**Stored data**
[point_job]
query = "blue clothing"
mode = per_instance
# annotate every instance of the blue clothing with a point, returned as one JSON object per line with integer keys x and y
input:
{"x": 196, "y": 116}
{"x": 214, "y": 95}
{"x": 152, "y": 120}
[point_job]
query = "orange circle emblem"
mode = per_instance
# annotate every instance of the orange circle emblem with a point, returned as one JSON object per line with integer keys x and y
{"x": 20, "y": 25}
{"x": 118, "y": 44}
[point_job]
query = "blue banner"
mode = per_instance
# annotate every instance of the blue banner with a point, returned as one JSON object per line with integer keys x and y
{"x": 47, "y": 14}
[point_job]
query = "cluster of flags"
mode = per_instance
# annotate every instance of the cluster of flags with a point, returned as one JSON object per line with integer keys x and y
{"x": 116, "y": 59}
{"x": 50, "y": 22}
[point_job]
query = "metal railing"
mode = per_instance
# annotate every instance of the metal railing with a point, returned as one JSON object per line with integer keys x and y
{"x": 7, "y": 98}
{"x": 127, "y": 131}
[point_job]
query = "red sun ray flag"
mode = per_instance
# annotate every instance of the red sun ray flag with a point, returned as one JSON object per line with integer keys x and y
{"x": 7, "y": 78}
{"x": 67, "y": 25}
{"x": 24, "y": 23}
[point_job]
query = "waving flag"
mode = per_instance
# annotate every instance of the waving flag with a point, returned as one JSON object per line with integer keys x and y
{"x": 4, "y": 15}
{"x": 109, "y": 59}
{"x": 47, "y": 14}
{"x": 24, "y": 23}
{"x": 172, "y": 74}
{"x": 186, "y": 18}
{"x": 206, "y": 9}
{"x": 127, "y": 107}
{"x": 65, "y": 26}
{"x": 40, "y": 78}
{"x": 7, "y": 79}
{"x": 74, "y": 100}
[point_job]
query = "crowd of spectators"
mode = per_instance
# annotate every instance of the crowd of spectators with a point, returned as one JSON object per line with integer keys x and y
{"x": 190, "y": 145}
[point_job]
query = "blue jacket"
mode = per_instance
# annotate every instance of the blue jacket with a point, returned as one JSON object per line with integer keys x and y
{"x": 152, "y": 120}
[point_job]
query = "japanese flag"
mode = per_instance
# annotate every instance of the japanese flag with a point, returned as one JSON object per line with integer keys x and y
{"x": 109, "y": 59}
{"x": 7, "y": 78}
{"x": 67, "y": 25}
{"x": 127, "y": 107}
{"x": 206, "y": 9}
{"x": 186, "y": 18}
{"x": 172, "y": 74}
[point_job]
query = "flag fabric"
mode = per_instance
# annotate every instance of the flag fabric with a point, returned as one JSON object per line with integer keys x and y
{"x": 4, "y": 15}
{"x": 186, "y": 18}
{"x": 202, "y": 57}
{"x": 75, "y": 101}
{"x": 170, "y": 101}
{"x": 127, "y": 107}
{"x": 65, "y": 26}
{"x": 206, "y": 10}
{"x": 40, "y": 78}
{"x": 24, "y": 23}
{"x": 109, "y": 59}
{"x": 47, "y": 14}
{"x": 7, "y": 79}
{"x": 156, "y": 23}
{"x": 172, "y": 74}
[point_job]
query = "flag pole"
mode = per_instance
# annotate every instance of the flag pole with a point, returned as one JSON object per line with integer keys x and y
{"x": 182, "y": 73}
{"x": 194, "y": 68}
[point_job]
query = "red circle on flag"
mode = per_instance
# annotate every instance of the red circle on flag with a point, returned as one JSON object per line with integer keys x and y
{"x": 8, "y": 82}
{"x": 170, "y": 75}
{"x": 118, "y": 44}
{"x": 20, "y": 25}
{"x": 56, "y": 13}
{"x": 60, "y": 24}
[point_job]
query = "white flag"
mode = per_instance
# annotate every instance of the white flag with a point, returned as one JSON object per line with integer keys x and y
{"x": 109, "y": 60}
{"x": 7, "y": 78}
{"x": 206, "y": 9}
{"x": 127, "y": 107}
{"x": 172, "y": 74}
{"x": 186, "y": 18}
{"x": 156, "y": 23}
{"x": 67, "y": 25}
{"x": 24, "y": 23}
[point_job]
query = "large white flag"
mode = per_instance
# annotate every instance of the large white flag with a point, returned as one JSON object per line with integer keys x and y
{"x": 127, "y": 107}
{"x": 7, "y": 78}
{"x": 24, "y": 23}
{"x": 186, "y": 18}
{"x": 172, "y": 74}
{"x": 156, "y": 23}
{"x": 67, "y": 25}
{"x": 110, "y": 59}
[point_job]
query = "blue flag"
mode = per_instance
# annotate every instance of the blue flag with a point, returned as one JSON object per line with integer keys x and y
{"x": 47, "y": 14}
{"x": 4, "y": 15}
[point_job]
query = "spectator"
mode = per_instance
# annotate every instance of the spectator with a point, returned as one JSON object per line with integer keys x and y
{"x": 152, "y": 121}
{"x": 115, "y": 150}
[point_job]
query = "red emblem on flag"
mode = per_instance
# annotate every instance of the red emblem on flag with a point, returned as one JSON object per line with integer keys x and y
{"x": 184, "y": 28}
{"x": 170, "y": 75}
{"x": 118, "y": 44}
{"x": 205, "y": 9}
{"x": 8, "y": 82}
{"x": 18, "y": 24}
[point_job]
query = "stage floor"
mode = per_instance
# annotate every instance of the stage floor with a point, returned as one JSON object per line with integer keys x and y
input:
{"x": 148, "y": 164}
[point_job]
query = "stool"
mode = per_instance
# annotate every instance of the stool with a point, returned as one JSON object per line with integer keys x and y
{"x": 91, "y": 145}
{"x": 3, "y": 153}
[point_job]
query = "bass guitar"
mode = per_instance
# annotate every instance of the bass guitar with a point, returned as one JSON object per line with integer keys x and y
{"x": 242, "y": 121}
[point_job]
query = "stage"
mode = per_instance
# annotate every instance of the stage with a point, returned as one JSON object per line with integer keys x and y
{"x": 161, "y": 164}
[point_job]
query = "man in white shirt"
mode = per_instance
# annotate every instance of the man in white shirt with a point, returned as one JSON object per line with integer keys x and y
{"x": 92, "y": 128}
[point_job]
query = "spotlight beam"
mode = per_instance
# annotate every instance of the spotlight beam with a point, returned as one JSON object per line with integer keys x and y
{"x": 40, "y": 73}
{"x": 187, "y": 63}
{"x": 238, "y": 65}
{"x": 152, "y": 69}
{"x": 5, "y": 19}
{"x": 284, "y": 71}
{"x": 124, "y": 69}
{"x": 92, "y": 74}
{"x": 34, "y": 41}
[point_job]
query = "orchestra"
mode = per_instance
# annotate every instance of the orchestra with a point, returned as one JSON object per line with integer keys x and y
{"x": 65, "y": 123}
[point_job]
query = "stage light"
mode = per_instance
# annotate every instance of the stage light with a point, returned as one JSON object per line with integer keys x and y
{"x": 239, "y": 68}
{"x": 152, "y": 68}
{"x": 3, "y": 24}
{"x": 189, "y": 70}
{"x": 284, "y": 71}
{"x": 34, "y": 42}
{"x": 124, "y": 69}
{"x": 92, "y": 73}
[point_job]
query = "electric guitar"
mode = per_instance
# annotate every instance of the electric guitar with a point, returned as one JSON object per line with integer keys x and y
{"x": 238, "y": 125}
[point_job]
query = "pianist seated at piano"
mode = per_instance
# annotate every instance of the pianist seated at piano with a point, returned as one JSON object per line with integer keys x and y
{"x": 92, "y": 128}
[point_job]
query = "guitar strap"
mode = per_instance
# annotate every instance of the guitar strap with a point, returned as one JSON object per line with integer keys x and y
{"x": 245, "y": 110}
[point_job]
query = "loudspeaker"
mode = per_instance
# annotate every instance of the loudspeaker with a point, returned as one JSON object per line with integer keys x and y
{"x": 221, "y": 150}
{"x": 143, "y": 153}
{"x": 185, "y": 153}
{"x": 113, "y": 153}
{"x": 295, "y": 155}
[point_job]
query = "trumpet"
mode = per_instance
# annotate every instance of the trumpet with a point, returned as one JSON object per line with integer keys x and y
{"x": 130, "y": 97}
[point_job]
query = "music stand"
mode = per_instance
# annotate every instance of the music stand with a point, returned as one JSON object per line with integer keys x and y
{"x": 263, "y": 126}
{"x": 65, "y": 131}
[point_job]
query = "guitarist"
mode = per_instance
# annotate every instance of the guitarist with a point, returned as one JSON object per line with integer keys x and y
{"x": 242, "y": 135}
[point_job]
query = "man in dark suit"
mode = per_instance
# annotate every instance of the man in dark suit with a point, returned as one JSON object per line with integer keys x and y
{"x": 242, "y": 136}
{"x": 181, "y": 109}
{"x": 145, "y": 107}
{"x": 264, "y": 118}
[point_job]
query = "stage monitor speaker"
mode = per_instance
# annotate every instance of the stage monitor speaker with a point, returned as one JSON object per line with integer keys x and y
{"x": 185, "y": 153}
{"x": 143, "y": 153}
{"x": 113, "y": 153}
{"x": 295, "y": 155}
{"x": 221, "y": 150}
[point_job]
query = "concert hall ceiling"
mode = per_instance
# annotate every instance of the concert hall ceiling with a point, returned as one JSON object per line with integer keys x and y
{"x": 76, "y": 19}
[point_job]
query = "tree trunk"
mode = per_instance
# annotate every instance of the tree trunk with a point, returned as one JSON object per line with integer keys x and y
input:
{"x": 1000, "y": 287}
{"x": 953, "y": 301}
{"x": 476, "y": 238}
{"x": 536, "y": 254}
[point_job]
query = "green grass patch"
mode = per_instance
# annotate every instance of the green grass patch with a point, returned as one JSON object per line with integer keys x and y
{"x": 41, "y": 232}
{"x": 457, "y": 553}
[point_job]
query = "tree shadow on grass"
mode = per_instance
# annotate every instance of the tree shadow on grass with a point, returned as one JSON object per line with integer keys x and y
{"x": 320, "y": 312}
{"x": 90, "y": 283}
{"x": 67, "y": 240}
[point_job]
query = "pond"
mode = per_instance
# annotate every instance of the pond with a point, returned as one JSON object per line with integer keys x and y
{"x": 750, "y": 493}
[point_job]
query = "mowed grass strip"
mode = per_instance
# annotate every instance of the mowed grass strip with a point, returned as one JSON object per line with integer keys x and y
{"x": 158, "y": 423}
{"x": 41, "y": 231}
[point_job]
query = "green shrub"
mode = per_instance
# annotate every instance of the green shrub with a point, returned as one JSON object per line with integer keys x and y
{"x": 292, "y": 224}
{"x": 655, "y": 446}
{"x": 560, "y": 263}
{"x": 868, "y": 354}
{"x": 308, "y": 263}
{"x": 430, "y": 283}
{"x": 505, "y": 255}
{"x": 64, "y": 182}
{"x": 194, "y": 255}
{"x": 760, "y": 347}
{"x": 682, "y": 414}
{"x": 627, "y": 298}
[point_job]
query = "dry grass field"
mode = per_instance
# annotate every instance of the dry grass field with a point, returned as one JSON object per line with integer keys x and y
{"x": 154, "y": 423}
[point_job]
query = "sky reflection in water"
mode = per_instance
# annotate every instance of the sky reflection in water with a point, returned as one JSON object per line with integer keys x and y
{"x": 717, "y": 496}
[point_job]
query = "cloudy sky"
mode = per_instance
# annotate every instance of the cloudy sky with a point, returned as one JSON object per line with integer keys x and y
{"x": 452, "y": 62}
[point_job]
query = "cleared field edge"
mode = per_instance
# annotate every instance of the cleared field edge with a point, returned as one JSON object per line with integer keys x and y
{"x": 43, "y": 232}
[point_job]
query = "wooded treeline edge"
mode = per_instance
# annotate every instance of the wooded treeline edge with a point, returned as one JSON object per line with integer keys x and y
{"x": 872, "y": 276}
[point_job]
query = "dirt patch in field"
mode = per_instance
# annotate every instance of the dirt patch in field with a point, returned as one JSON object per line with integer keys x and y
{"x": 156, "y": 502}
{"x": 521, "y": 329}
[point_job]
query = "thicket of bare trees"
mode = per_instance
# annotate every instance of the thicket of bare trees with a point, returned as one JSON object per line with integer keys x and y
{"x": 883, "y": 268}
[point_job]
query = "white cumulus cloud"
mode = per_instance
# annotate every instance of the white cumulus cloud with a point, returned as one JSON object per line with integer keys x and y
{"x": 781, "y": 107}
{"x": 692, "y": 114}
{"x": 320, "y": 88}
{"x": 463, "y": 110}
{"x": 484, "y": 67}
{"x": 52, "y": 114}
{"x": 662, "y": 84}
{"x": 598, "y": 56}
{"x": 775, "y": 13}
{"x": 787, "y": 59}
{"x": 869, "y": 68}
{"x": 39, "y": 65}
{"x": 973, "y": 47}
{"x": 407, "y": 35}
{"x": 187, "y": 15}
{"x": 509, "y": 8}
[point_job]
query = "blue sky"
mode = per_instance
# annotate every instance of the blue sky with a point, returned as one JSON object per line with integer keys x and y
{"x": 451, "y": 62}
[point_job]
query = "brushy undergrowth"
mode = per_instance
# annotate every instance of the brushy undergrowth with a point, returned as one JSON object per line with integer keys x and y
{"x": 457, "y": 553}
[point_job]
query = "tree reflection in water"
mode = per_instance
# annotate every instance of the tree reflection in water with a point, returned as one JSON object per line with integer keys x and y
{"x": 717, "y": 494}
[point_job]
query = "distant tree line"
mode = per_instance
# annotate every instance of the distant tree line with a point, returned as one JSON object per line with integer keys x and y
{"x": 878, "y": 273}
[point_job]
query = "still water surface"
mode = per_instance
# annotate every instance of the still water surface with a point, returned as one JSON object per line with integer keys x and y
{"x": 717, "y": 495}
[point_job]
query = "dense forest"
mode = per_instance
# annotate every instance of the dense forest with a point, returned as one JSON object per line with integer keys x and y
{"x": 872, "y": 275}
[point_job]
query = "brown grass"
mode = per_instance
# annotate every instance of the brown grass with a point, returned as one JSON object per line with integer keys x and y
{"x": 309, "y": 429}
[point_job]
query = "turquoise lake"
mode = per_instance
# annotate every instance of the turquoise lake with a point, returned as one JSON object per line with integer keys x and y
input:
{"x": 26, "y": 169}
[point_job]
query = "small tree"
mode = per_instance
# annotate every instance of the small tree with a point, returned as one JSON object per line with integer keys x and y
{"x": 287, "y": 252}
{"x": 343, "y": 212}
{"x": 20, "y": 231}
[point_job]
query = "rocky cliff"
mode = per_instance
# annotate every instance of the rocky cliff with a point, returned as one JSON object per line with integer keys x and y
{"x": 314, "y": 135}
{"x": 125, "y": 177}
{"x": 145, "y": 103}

**WHAT YOU WILL DO**
Locate every line in the stored data that holds the word "spectators" and copy each one.

**THE RESULT**
query = "crowd of spectators"
# annotate every instance of the crowd of spectators with a point, returned as one JSON object per line with integer keys x and y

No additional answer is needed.